The Great Depression is notorious period of American history. A formative time in 20th century America, it came about after the riotous exuberance of the roaring twenties and lasted nearly a decade. The result of a complex bundle of factors, the crash of economies worldwide and the enduring poverty that followed make the Great Depression an essential component of American history. Its legacy on the country’s identity, laws, and economy is still readily apparent to this day. With the activities in this lesson plan, students will be able to identify and explain the causes of the Great Depression, the many effects of it, and the eventual attempts to solve one of America’s darkest economic periods.

Student Activities for The Great Depression

Discussion Questions

  1. What were the major causes of the Great Depression?
  2. How did the sudden rise of a consumer economy backfire?
  3. How and why did the stock market suddenly crash? What were the effects of this crash on the American economy?
  4. How did Presidents Herbert Hoover and Franklin Delano Roosevelt attempt to solve the economic crisis? How did both succeed and/or fail, and what criticisms were brought against their actions?
  5. How did FDR change the role of the federal government in a democratic, capitalist society? How were these actions supported and opposed?
  6. What made up FDR’s New Deal initiatives? What were the major outcomes and consequences of these initiatives?
  7. What caused the Dust Bowl? What lasting effects did it have not only on the American economy, but farmers in general?

The Great Depression

Throughout American history, the economy has experienced booms and busts. As a capitalist society, the country likes to believe that everyone can achieve the dream of wealth and happiness through work ethic and skill. However, in many instances, this capitalist economy expands, peaks, and eventually collapses. During the 1920s, many citizens enjoyed the spoils of a peaked economy. The combined effects of World War I, evolving consumerism, and easy credit promoted purchases and grew industries exponentially. But this rise in consumerism, credit, and the American market would soon lead to the biggest economic depression on record.

The Great Depression of the 1930s had many symptoms. Banks failed, unemployment skyrocketed, and the stock market plummeted. As credit was distributed and goods were purchased, over production soon became the enemy of the economy. Workers were laid off and when they lost their income, they also lost their buying power. Thus began the snowball effect: fewer products were purchased, more workers were cut, and debts were never paid back. Soon, banks were left without a liquid monetary source and failed, robbing many of their life savings.

The result majorly impacted citizens from all walks of life, from farmers to stock brokers. As the government tried to prioritize and solve the many issues at hand, people struggled throughout the nation. It would not be until the election of Franklin Delano Roosevelt in 1932 that people began to see hope in what was a certainly bleak time. With his New Deal initiatives, FDR eventually pulled the United States out of the Depression, a decade long endeavor.

════════════════

* Parts of the exercise
• a. Answer these questions from the Great Depression text:
(i) About how long did the Great Depression last?
(ii) Which three combined effects promoted purchases and grew industries during the 1920s?
(iii) In what year was Franklin Delano Roosevelt elected?
• b. According to the Great Depression text, why did banks fail during the 1930s?
• c. From the Great Depression text, reproduce word for word the part that opens with the words containing "The Great Depression of" and closes with "their life savings.".

* Dataset excerpts

════════════════

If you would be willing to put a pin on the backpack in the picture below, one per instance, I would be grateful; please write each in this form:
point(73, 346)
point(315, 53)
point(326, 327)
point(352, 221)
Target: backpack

════════════════

* Task-by-task outputs
• a.
(i) Nearly a decade.
(ii) World War I, evolving consumerism, and easy credit.
(iii) 1932.

• b. Laid-off workers lost their income and with it their buying power, so fewer products were purchased, more workers were cut, and debts were never paid back. The banks were then left without a liquid monetary source, and they failed.

• c.
The Great Depression of the 1930s had many symptoms. Banks failed, unemployment skyrocketed, and the stock market plummeted. As credit was distributed and goods were purchased, over production soon became the enemy of the economy. Workers were laid off and when they lost their income, they also lost their buying power. Thus began the snowball effect: fewer products were purchased, more workers were cut, and debts were never paid back. Soon, banks were left without a liquid monetary source and failed, robbing many of their life savings.